WRITTEN PROBLEM. Render the records below as a two-column CSV with the headers "prompt" and "reply", giving one row per record. Place the record's text in the first column and its answer in the second, and enclose each field in quotation marks with any line breaks replaced by spaces.

##########

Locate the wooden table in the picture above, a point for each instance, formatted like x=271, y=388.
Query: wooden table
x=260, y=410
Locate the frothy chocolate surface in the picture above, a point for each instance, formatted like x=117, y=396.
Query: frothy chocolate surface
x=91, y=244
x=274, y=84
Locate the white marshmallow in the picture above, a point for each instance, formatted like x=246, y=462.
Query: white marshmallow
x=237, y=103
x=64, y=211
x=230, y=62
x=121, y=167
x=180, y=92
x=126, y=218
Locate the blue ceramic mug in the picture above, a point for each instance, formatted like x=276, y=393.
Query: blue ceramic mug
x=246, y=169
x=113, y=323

##########

PROBLEM SOLUTION.
prompt,reply
"Locate the wooden table in the picture above, a point for each instance, formatted like x=271, y=388. Query: wooden table","x=260, y=410"
"Locate the frothy chocolate surface in the picture above, a point for each instance, formatted like x=117, y=396. Query: frothy chocolate surface","x=91, y=244 x=274, y=84"
"Locate the white marshmallow in the picture above, a point for each instance, formatted like x=246, y=462. Query: white marshmallow","x=237, y=103 x=64, y=211 x=230, y=62 x=121, y=167 x=180, y=92 x=126, y=218"
"Locate the blue ceramic mug in the picture above, a point for each instance, formatted like x=276, y=393. Query: blue ceramic mug","x=246, y=169 x=113, y=323"